モデルコース
生路地区 生道塩を祀る神社や寺などを巡るコース 約2.0km
生路コミニュティセンター 出発
1天満宮(てんまんぐう)
祭神 菅原道真
建てた時は不明だが、鳥居に「天明6年(1786年)12月吉日 願主 當村子供中」と刻まれている。古くよりこの地で親の願い、子供の願いをかなえるありがたい「天神さん」として、現在も塚越屋敷組の人たちに祀られている。一時は伊久智神社に合祀されたが、一年ほどして塚越屋敷に赤痢が流行し、協議の結果再びもとの場所へ戻した。
京都の北野天満宮と福岡の太宰府天満宮の二つに、大阪あるいは山口県の防府をいれた三つの天満宮が、日本三天神と呼ばれている。(再建した年月は不明)
祭礼絵図
上段の右から
①御幣もち ②笛 ③太鼓 ④ささらすり ⑤獅子
2伊久智神社(いくじじんじゃ)
古くは生路八剣大明神と称し、亨徳3年(1454年)に氏子の長坂近江守、長坂伊豆守、長坂将監らが再建と記された棟札が現存している。 (創建は不明)
【祭神】
木花開耶姫命(このはなさくやひめ みこと) … 安産の神様
塩土老翁(しおつちのおじ) …製塩の神様
神社には、宝暦5年(1755年)尾張藩が各村々の祭礼を調査した資料が残されており、祭礼絵図には獅子舞、馬の塔が描かれている。つまり現在の駆け馬は行われておらず、オマントとよばれるもの。説明書には神社の禰宜である平野権太夫と、生路村の庄屋である喜左衛門の名前がある。また元治2年(1865年)の安産御祈祷覚帳が残されている。明治5年(1872年)より「伊久智神社」と改称した。
生道塩について
本来の祭神は塩土老翁神で製塩を伝授し、「神塩」を作るための神塩浜が置かれていた。塩自体を神饌(お供え)ではなく「塩霊」(神様)としており、とても珍しいことである。「生道塩」と名付けられた塩が「延喜式」という書物に登場し、平安時代に尾張国から都に送り、京都の東寺(教王護国寺)のお供え物とした記録が残されている。
さらに社殿北側には、樹齢450年を数える楠の大木が並び、うっそうとした森をなしており、大楠の森として町指定の天然記念物となっている。
3北組けいこ部屋
普段は祭りの道具類が保管されている倉庫だが、実は生路の学校の草分けである。
明治以前は寺子屋教育として常照庵と観音堂、それに久野丈助が師匠の寺子屋があった。その後生路、藤江、有脇の連合で藤江の安徳寺に反強学校を創立。そして、反強学校より分かれて北組けいこ部屋に、明治10年11月7日に生路学校として開設された。5年後には道を隔てた西側に校舎を新設し、ここには今も当時の石の門柱が残っている。

→ データ抜粋:
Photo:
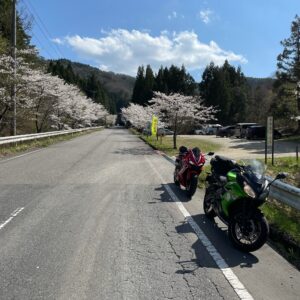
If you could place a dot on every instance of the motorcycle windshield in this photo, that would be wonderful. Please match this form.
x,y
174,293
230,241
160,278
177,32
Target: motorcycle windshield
x,y
255,171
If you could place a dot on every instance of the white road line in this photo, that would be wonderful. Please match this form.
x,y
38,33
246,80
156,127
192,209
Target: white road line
x,y
25,154
233,280
12,215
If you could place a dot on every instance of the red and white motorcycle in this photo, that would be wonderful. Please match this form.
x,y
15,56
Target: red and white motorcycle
x,y
188,166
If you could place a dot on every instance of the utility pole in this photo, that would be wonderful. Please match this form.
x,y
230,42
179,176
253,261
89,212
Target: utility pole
x,y
13,55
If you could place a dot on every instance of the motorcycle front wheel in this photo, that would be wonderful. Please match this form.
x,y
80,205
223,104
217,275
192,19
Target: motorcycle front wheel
x,y
248,234
208,203
192,186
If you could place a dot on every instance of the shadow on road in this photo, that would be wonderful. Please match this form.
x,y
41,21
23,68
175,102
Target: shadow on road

→ 課題内容:
ページによると、伊久智神社が「伊久智神社」と名を改めたのはいつか。

→ 回答:
明治5年(1872年)に改称した。